== REQUEST 1 ==
In the article on the xz format, which section of the xz format specification says that the format of the filter-specific encoded data is out of scope?
== REQUEST 2 ==
Please pick up the article on the xz format after its last sentence and continue it.

== SELECTED TEXT ==
********
This article analyzes the xz compressed data format, what is to mean the way bits are arranged in xz compressed files and the consequences of such arrangement. This article is about formats, not programs. In particular this article is not about bugs in any compression tool. The fact that the xz reference tool (xz-utils) has had more bugs than bzip2 and lzip combined is mainly a consequence of the complexity and poor design of the xz format. Also the uninformative error messages provided by the xz tool reflect the extreme difficulty of finding out what failed in case of corruption in a xz file.

The format used for distribution of source code should be chosen carefully because source tarballs are meant to be archived forever as a way to compile and run a given version of some software in the future, for example to decode old data. Bzip2, gzip, and lzip offer advantages over xz for long-term archiving. Lzip also offers better compression ratio than xz for the compression of source tarballs.

Compression may be good for long-term archiving. For compressible data, multiple compressed copies may provide redundancy in a more useful form and may have a better chance of surviving intact than one uncompressed copy using the same amount of storage space. This is especially true if the format provides recovery capabilities like those of lziprecover, which is able to find and combine the good parts of several damaged copies.

2 The reasons why the xz format is inadequate for long-term archiving

2.1 Xz is a container format

A lack of clarity in specification is one of the surest signs of a deficiency in the program it describes.
-- C.A.R. Hoare

On Unix-like systems, where a tool is supposed to do one thing and do it well, compressed file formats are usually formed by the compressed data, preceded by a header containing the parameters needed for decompression, and followed by a trailer containing integrity information. Bzip2, gzip, and lzip formats are designed this way, minimizing both overhead and false positives.

On the contrary, xz is a container format which currently contains another container format (LZMA2), which in turn contains a mix of LZMA data and uncompressed data. In spite of implementing just one compression algorithm, xz already manages 3 levels of headers, which increases its fragility. The xz format is not even fully documented. Section 3.2 of the xz format specification states that "the format of the filter-specific encoded data is out of scope of this document". The details about the [LZMA2 format] described in the Wikipedia were deduced from the source code of the xz-embedded decompressor included in the Linux kernel.

As a container format, xz is a fragmented format, meaning that xz implementations may choose what subset of the format they support. Fragmentation is normal in extensible container formats like xz. It is caused by optional filters and by unknown filters added in newer versions of the format. This kind of fragmentation is not good for long-term archiving, but is not a safety risk. A decoder that finds an unsupported filter type may just indicate that it can't decode the file, and then exit.

But xz has a second type of fragmentation caused by optional check types. This type of fragmentation is a defect of the xz format that may prevent decompressors from detecting corruption, and is analyzed in the next section.

The xz format has more overhead than bzip2, gzip, or lzip, most of it either not properly designed (e.g., unprotected headers) or plain useless (padding). In fact, a xz stream can contain such a large amount of overhead that the format designers deemed necessary to compress the overhead using unsafe methods.
********
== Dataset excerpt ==
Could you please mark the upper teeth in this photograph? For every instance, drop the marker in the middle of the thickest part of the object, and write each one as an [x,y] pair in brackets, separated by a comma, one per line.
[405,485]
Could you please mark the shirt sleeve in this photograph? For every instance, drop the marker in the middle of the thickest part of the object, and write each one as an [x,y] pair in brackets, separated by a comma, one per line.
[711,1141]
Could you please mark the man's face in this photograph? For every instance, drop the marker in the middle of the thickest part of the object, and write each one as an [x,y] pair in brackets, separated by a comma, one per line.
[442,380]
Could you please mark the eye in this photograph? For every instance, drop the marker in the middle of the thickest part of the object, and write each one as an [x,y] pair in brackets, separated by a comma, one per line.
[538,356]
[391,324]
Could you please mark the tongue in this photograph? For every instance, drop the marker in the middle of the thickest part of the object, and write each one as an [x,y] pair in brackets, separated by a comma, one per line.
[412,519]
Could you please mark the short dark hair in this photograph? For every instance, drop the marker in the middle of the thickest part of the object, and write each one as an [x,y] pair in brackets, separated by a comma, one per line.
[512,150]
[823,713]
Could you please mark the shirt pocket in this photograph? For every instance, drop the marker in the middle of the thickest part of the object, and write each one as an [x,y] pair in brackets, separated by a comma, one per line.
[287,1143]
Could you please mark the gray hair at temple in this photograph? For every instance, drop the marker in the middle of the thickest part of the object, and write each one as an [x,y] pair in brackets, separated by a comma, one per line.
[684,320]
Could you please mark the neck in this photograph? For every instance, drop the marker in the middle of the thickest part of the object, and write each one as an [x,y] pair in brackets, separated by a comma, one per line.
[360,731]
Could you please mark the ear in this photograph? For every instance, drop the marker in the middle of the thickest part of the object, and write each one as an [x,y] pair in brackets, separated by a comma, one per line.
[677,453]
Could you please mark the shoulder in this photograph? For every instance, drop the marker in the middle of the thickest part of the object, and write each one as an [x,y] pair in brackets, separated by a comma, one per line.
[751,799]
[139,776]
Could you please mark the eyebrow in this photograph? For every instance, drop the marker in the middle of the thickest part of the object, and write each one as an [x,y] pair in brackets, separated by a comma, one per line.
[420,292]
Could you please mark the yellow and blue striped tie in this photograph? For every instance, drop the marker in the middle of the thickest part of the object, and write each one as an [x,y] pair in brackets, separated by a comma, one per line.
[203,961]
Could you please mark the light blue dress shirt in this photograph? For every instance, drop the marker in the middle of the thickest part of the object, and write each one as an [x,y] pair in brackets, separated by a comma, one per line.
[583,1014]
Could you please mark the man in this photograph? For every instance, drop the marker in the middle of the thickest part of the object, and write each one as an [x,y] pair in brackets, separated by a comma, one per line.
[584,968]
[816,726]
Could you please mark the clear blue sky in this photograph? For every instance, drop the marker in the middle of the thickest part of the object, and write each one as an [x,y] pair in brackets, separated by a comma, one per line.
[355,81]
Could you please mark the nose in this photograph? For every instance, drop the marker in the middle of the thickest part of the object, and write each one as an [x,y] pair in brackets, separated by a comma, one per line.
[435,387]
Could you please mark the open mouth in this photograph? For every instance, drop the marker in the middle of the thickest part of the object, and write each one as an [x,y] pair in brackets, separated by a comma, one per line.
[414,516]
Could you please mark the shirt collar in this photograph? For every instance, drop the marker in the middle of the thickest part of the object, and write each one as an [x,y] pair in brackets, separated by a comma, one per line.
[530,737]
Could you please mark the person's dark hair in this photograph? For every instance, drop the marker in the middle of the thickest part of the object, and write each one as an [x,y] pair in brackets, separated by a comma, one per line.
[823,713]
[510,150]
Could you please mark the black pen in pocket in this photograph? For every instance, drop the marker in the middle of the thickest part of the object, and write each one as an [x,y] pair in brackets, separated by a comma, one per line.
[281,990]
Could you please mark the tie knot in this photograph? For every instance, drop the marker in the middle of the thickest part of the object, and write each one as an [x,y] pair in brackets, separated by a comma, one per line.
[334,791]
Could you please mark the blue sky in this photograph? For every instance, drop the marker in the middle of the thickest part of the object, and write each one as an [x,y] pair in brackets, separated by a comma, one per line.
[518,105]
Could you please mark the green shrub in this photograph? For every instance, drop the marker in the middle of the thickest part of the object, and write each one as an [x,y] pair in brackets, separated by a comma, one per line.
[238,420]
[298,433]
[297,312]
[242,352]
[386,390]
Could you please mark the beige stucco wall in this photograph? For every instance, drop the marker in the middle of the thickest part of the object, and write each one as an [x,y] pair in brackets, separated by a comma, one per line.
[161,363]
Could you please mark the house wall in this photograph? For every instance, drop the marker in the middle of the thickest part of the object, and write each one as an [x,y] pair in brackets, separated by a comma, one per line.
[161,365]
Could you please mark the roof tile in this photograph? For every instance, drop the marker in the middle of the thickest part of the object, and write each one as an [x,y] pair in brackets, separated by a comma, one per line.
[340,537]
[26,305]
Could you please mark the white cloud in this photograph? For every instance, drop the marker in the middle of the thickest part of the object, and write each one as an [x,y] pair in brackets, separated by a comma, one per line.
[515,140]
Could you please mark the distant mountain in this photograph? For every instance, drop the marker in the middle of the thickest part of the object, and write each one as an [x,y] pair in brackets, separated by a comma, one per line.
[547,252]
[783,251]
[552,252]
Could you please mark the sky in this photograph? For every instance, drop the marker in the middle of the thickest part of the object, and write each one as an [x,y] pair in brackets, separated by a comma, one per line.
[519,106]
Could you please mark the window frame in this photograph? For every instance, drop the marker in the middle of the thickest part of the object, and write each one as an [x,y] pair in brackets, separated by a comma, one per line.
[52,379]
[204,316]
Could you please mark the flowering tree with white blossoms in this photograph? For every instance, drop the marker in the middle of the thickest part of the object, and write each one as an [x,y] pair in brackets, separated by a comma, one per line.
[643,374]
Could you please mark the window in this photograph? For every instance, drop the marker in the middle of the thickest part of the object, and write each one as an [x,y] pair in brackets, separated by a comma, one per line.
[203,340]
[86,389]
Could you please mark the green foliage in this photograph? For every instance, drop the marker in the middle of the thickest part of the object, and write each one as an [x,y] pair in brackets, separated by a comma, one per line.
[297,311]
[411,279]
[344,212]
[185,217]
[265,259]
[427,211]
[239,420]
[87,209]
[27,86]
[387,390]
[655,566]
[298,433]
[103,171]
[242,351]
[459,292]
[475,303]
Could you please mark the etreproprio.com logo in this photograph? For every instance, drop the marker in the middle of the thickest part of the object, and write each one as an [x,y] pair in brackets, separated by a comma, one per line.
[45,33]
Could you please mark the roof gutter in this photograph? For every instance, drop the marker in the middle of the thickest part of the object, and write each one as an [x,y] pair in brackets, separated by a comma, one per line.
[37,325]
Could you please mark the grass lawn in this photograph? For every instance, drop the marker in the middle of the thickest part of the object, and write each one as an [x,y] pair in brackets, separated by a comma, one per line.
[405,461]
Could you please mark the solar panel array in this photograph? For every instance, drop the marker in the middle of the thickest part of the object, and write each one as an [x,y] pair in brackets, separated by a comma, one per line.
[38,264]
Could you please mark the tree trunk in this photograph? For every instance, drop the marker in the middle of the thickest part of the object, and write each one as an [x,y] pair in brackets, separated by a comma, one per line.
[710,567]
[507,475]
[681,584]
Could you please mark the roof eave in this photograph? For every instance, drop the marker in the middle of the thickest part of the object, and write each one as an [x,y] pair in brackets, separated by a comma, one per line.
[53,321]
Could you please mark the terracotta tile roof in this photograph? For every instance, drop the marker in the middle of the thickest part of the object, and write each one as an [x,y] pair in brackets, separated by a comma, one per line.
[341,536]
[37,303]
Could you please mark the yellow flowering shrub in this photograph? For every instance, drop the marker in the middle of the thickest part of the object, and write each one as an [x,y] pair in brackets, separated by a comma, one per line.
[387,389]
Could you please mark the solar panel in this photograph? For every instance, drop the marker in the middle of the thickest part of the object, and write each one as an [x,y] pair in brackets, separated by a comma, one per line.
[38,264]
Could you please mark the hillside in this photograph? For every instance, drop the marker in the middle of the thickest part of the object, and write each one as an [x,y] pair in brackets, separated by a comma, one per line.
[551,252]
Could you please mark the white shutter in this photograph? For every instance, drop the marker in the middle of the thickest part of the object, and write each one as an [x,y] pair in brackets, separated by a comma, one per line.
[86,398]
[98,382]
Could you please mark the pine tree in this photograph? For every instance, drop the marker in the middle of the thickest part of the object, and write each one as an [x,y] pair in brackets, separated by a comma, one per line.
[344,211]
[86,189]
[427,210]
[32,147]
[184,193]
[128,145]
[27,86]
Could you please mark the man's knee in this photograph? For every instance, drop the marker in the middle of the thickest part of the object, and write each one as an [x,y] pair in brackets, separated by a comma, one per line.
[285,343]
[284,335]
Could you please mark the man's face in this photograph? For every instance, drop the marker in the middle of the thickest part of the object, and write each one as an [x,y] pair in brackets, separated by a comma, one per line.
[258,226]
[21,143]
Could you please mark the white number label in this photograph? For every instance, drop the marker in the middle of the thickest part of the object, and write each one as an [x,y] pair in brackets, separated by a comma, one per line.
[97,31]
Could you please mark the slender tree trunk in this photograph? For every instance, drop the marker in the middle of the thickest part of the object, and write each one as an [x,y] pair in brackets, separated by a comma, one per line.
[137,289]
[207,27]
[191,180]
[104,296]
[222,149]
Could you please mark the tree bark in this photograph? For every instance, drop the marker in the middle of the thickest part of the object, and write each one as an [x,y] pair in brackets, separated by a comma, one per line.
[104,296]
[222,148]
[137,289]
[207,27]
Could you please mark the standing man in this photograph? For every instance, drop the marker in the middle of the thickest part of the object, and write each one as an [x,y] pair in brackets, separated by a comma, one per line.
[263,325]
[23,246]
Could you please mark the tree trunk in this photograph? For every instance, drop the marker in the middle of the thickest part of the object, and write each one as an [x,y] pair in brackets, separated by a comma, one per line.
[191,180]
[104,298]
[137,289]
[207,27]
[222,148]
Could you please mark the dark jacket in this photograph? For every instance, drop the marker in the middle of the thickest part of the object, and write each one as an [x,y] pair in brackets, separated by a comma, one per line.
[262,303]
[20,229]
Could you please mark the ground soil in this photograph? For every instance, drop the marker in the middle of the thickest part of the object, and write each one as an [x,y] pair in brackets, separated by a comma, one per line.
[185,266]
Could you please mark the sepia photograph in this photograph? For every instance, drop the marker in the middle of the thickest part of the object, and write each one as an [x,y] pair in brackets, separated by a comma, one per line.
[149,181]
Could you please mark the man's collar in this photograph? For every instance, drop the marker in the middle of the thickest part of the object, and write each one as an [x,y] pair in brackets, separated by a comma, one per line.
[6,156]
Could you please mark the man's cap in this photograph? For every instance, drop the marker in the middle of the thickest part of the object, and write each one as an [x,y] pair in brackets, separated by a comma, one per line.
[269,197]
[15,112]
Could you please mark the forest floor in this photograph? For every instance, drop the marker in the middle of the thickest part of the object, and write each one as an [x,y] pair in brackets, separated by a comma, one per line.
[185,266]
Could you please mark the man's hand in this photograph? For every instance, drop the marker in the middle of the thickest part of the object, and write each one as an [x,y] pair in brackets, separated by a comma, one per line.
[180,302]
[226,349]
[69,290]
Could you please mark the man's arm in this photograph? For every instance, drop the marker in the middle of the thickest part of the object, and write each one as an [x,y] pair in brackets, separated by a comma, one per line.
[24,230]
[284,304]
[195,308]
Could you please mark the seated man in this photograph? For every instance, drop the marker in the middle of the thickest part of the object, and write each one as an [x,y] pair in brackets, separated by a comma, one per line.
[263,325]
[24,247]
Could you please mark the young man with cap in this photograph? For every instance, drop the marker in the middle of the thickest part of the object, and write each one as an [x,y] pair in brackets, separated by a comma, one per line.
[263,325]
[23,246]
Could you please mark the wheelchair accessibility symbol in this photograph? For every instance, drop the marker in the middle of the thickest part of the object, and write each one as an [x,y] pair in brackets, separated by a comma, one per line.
********
== WRITTEN ANSWER 1 ==
Section 3.2

== WRITTEN ANSWER 2 ==
There is no reason to use a container format for a general-purpose compressor. The right way of implementing a new compression algorithm is to provide a version number in the header, and the right way of implementing binary filters is to write a preprocessor that applies the filter to the data before feeding them to the compressor. (See for example mince).

2.2 Xz's integrity checking is optional, and is unreliable even when the file provides a check sequence

The price of reliability is the pursuit of the utmost simplicity. It is a price which the very rich find most hard to pay.
-- C.A.R. Hoare

Integrity checking in xz offers multiple choices of check types, all of them optional except CRC32 which is recommended (i.e., not required). (See [Xz format], section 2.1.1.2 'Stream Flags'. See also [RFC 2119] for the definitions of 'optional' and 'recommended'). Safe interoperability between xz implementations is not guaranteed. For example, xz-utils produces by default files with an optional check type (CRC64), while the xz-embedded decompressor does not support the optional check types.

Offering multiple check types is a defect of the xz format that, instead of increasing safety, prevents a xz decompressor from checking the integrity of a file with a check type not supported by that decompressor, allowing corruption to remain undetected even when the file provides a check sequence. It also introduces a point of failure in the xz stream; if the corruption affects the stream flags, the decoder won't be able to check the integrity of the data because the type and size of the check sequence are lost.

Bzip2, gzip, and lzip are free from this defect; they always check the integrity of the decompressed data. Moreover, multiple check types are unnecessary. [Safety of the lzip format] shows that a LZMA decoder combined with a CRC32 provides more than enough safety reliably.

2.3 Xz is unreasonably extensible

Our main failure was overambition.
-- C.A.R. Hoare

The design of the xz format is based on two false ideas: that better compression algorithms can be mass-produced like cars in a factory, and that it is practical to embed all these algorithms in one format. Note, for example, that some xz implementations already do not even fully support integrity checking.

Xz has room for 2^63 filters, which can then be combined to make an even larger number of algorithms. Xz reserves less than 0.8% of filter IDs for custom filters, but even this small range provides about 8 million custom filter IDs for each human inhabitant on earth. There is not the slightest justification for such egregious level of extensibility. Every useless choice allowed by a format takes space and makes corruption both more probable and more difficult to recover from.

The basic ideas of compression algorithms were discovered early in the history of computer science. LZMA is based on ideas discovered in the 1970s. Don't expect an algorithm much better than LZMA to appear anytime soon, much less several of them in a row.

In 2008 one of the designers of xz (Lasse Collin) warned me that lzip would become stuck with LZMA while others moved to LZMA2, LZMA3, LZMH, and other algorithms. Now xz-utils is usually unable to match the compression ratio of lzip because LZMA2 has more overhead than LZMA and, as expected, no new algorithms have been added to xz-utils.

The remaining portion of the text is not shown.